**What you will do**
Can you transcribe every line exactly and leave the pictures behind?

Stored dataset items
::::::::::

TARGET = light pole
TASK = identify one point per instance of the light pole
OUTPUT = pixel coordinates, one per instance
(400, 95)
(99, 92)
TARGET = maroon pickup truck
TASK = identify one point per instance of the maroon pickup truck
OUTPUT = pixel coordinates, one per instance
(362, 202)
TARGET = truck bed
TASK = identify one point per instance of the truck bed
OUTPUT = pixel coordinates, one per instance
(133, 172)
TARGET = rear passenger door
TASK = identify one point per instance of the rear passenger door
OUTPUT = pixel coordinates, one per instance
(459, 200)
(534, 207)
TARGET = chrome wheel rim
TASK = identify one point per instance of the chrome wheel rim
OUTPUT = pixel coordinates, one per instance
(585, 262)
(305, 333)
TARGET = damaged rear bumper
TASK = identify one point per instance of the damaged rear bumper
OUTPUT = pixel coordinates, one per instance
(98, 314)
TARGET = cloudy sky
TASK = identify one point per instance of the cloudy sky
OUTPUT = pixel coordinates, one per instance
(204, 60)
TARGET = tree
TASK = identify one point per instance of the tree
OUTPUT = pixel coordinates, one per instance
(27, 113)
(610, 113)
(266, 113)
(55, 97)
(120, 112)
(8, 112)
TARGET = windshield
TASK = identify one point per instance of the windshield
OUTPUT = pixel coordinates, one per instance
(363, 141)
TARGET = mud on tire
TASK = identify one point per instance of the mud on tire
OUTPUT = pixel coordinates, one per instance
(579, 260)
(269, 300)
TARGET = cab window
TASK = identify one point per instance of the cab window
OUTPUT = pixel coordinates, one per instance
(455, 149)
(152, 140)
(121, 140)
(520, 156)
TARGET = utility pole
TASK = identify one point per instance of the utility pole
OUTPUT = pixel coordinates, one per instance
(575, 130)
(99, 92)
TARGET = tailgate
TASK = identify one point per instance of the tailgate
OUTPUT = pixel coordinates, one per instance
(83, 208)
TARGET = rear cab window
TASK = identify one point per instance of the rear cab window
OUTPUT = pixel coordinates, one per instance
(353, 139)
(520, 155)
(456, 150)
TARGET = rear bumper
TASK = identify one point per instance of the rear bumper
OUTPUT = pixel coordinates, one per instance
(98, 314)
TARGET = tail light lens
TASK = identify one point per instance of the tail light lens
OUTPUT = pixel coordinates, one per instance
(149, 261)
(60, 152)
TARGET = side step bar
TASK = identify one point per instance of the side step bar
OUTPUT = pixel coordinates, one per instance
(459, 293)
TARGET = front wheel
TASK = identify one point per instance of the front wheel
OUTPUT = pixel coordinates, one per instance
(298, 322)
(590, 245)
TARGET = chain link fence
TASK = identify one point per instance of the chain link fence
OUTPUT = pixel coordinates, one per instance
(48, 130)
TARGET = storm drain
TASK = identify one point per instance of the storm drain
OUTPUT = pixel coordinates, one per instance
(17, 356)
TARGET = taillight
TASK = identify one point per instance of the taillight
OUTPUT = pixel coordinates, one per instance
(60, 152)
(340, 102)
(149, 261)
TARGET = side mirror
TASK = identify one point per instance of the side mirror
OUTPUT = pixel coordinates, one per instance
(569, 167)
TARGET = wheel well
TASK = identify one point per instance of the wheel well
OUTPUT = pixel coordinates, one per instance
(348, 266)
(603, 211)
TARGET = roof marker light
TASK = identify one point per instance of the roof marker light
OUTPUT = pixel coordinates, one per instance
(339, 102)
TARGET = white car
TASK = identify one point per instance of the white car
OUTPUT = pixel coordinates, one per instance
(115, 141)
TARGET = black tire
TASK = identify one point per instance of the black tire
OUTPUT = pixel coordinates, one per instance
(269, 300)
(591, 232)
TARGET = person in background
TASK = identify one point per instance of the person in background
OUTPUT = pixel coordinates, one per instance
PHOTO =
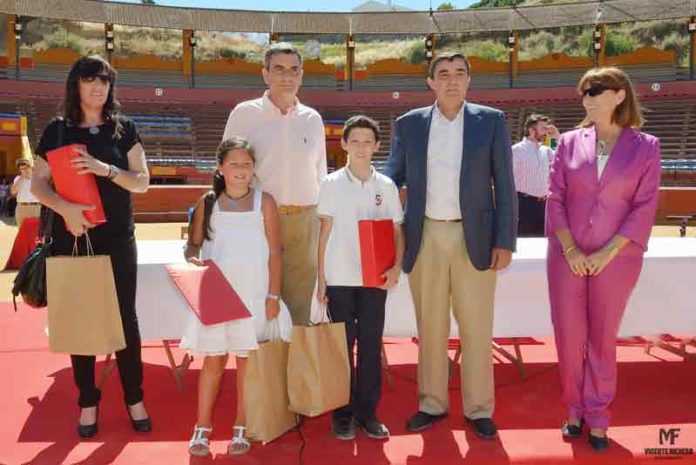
(28, 206)
(531, 161)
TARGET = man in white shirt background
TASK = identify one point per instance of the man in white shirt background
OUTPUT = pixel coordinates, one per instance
(290, 147)
(531, 161)
(28, 206)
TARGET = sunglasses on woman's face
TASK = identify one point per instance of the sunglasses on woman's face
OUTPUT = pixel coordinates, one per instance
(594, 90)
(104, 78)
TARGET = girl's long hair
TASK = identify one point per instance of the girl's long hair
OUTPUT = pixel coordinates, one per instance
(89, 67)
(234, 143)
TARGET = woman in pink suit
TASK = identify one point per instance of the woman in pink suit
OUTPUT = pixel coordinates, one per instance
(601, 207)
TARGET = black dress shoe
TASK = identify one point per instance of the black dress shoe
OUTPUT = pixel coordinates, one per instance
(374, 429)
(140, 426)
(422, 421)
(483, 427)
(599, 443)
(88, 431)
(343, 428)
(571, 431)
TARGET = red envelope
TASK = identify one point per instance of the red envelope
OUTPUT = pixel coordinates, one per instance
(208, 292)
(377, 250)
(73, 187)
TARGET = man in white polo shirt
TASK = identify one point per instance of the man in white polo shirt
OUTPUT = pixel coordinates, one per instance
(28, 206)
(290, 147)
(353, 193)
(531, 163)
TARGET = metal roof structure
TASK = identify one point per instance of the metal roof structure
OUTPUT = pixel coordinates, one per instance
(393, 22)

::::::::::

**Solution to this problem**
TARGET = light pole
TASK = identify one point per instance of the light pole
OUTPUT = pixel coordinates, one per instance
(400, 95)
(99, 92)
TARGET = maroon pickup truck
TASK = identify one point per instance of the maroon pickup truck
OUTPUT = pixel coordinates, one per instance
(362, 202)
TARGET = truck bed
TASK = identify one point per instance of the truck bed
OUTPUT = pixel coordinates, one per instance
(133, 172)
TARGET = rear passenger door
TASK = identify one point per instance of the rear passenger door
OUTPUT = pixel coordinates, one per instance
(459, 200)
(534, 207)
TARGET = chrome wheel rim
TASK = identify one point per instance of the chrome wheel rim
OUTPUT = pixel coordinates, one per instance
(585, 262)
(305, 333)
TARGET = damaged rear bumper
TASK = identify one point per instance of the damaged rear bumper
OUTPUT = pixel coordinates, one per instance
(98, 314)
TARGET = cloudy sky
TASK = identify one point per instance of the cloudy sky
OUTPUT = pixel coordinates, one per instance
(204, 60)
TARGET = tree
TASK = identify one point per instance of the tree
OUTPUT = pixel coordinates, one per instance
(27, 113)
(610, 113)
(266, 113)
(55, 97)
(120, 112)
(8, 112)
TARGET = windshield
TASK = identify one point per instance of the windshield
OUTPUT = pixel coordinates, one per instance
(363, 141)
TARGET = mud on tire
TASK = identify one point per instance of the mud on tire
OUTPUT = pixel coordinates, one per instance
(579, 260)
(269, 300)
TARGET = cab window
TASK = identify one point per instance of the cab window
OUTPUT = pixel coordinates, one per instance
(455, 149)
(152, 140)
(121, 140)
(520, 156)
TARGET = utility pole
TASK = identify one point per instance of the utility pole
OUTPUT = pixel coordinates, one per instance
(575, 130)
(99, 92)
TARGET = tailgate
TASK = identify one point per instance of the tailgate
OUTPUT = pixel coordinates, one per instance
(83, 208)
TARGET = rear cab window
TASK = identify one point per instance of the rear cab window
OUTPUT = pixel coordinates, one per instance
(353, 139)
(520, 155)
(456, 150)
TARGET = rear bumper
TASK = identify one point per instance of the rear bumper
OUTPUT = pixel coordinates, one per instance
(98, 314)
TARGET = tail light lens
TASK = identify one point per instance of the tail light lens
OUTPUT = pixel coordinates, one per instance
(149, 261)
(60, 152)
TARGET = side step bar
TASK = identify one point per instance of the side step bar
OUTPUT = pixel coordinates, one per instance
(459, 293)
TARGET = front wheel
TASK = identify one point per instance of the front wheel
OUTPUT = pixel coordinates, one per instance
(298, 322)
(590, 245)
TARGET = chain link fence
TASK = identify one point per instance of the chain link fence
OUTPUT = pixel coordinates, one per instance
(48, 130)
TARGET = storm drain
TASK = identify one point per instance of the storm drain
OUTPUT = pixel coordinates, one per instance
(17, 356)
TARGET = taillight
TASK = identify one point per instance of the taillight
OUTPUT = pixel coordinates, one per instance
(60, 152)
(340, 102)
(149, 261)
TARGET = side mirror
TASK = identify one point per instance of the side mirror
OUTPUT = pixel coordinates, one per instance
(569, 167)
TARGET = wheel well
TASK = identify one point per instance of the wheel well
OUTPUT = pixel coordinates, one per instance
(348, 266)
(603, 211)
TARGET = roof marker light
TASK = identify one point per instance of the roof marker light
OUTPUT = pixel coordinates, one per instance
(339, 102)
TARGET = white car
TASK = identify one point per instance of the white car
OUTPUT = pixel coordinates, one per instance
(115, 141)
TARGET = black tire
TASK = identify one point per instance of the black tire
OUTPUT = pixel coordinates, one per instance
(269, 300)
(591, 232)
TARGET = person in background
TASK = identify one point per instance of the person in background
OUTPUT = pixel coordinates, one per instance
PHOTO =
(28, 206)
(531, 161)
TARGET = man in white shirt background
TASK = identify one point per instance of the man in white shirt background
OUTPUT = pixel coordinates, one per instance
(290, 147)
(531, 161)
(28, 206)
TARGET = sunglasses on woman's face
TASK = identify one point per instance of the sunglasses on woman's face
OUTPUT = pixel coordinates, one per instance
(594, 90)
(104, 78)
TARGET = girl's long hair
TASK = identify one point per instance of the girl's long hair
OUTPUT = pixel coordinates, one per instance
(89, 67)
(234, 143)
TARGET = woman in pink suit
TASK = identify one point per instance of the woman in pink suit
OUTPUT = pixel coordinates, one per instance
(601, 207)
TARGET = black dress shoe
TASK = identify one point per instance of the black dress shoe
OUTPUT = pixel coordinates, one per instance
(374, 429)
(140, 426)
(422, 421)
(483, 427)
(599, 443)
(88, 431)
(343, 428)
(571, 431)
TARGET = red envelope
TASK = identify one point per instance of the red envelope
OUTPUT = pixel coordinates, one per instance
(208, 292)
(377, 250)
(73, 187)
TARGET = man in white polo shirt
TASK = identify one point per instance of the man in white polo shirt
OUTPUT = pixel coordinates, one per instance
(28, 206)
(290, 147)
(353, 193)
(531, 163)
TARGET = metal roof structure
TASK = identify one point per instance of the metal roof structure
OUTPUT = pixel coordinates, one per instance
(393, 22)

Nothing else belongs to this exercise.